[Source extract start]

58 Responses to 802 – The Final Adventure • 001

    • I thought it was a top hat. Obviously the drow have goths, too. Given how drow dress normally, I expect drow goths to wear brightly colored cheerful poloshirts and plaid trousers, blue contact lenses, and to dye their hair black. At least the pale make-up stays the same.

        • Show anyone a purple and green top hat, and I defy them not to immediately think “Leprachaun!”

          or at least “Drunk student on St Patrick’s Day”

          (edit: just realised the “drunk” in that last phrase is totally redundant)

          • First reaction to “purple and green top hat”: silly guy; who would taylor anything suitable to that?

            Ok, ok, I’m neither english nor irish, and in no way american…

      • Maybe he’s into Voudon and is dressing up like that guy with the skull makeup…Baron whatzisface…

  1. But why did they have to burn that cool flying ship? (Or to use another citation: “Why’s the rum gone?”)

    And to get it clear: on the way outside they passed an army of drow, there are hundreds of drow, two spider-men (and a leprechaun) outside, and they didn’t notice a thing?
    Do they all have a perception of -10?

    Oh, and Tammi must have fallen from the sky, in the second panel I can’t see her…

    • Not that I feel the need to explain ANY of this…

      There are 3 major branches of this dungeon. (That’s why the heroes kept coming back to Etrusca.) Drow are sneaky and quiet. It would have been very simple to creep down one of the other branches and hide until HOLE had walked by. And that assumes Tammi didn’t have a secret underground way in.

      Tammi is shorter than male elves, wouldn’t want to be seen right off the bat, and as a drow queen, possesses not-inconsiderable magical abilities.

      Finally, no ship, no daring, last-minute escapes.

      Why you wanna go shittin’ on everything anyway?

      • “But why’s the rum gone?”
        The only thing that really matters me is that I can’t join the barbecue… 😉

      • Well, I admit, my natural reaction as a player to such an obvious “You’re surrounded by too many enemies that you didn’t notice until now” ploy would also have been: “They’re behind us, too? We just came down that tunnel! Where the hell did they come from? From a plot hole?” As heavy-handedness and railroading has been part of Mr. Unseen DM’s tools, I expect nothing less of him.

        • I would think that the ones behind them had concealed themselves down one of the other two branches of the dungeon until the party past (They fought the Iffrit at the junction of the three tunnels)

      • Kevin, You ask “Why you wanna go shittin’ on everything anyway?” I will suggest you check with George Mallory.

[Source extract end]
[Extracted entries start]

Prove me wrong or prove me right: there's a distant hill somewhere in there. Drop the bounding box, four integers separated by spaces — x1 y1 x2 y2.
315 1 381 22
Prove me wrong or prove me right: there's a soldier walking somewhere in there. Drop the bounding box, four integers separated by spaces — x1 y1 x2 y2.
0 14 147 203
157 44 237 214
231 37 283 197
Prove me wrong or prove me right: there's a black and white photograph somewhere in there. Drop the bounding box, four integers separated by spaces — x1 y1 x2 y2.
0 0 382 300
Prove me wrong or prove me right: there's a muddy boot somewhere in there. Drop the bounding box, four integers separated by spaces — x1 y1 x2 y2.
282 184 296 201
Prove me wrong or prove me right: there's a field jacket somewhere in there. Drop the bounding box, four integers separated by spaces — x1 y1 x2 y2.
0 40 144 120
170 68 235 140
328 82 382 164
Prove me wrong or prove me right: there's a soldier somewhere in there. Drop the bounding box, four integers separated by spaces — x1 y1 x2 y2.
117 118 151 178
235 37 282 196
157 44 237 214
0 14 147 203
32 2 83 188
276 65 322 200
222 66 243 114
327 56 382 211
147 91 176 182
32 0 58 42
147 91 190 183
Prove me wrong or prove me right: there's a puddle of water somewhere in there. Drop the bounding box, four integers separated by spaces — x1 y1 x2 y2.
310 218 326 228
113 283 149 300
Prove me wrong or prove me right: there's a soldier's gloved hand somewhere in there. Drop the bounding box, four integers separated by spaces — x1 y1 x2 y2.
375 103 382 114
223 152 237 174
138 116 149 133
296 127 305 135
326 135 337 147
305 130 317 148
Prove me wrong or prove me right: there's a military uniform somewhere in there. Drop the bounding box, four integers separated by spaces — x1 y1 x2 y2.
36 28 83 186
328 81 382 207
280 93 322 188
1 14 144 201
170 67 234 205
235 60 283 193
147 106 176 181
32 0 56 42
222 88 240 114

[Extracted entries end]

**What needs to be done:**
Quote the comment thread between "or at least" and "notice a thing?", inclusive. This listing has no connection to the comment thread.

**Right answer:**
or at least “Drunk student on St Patrick’s Day”

          (edit: just realised the “drunk” in that last phrase is totally redundant)

          • First reaction to “purple and green top hat”: silly guy; who would taylor anything suitable to that?

            Ok, ok, I’m neither english nor irish, and in no way american…

      • Maybe he’s into Voudon and is dressing up like that guy with the skull makeup…Baron whatzisface…

  1. But why did they have to burn that cool flying ship? (Or to use another citation: “Why’s the rum gone?”)

    And to get it clear: on the way outside they passed an army of drow, there are hundreds of drow, two spider-men (and a leprechaun) outside, and they didn’t notice a thing?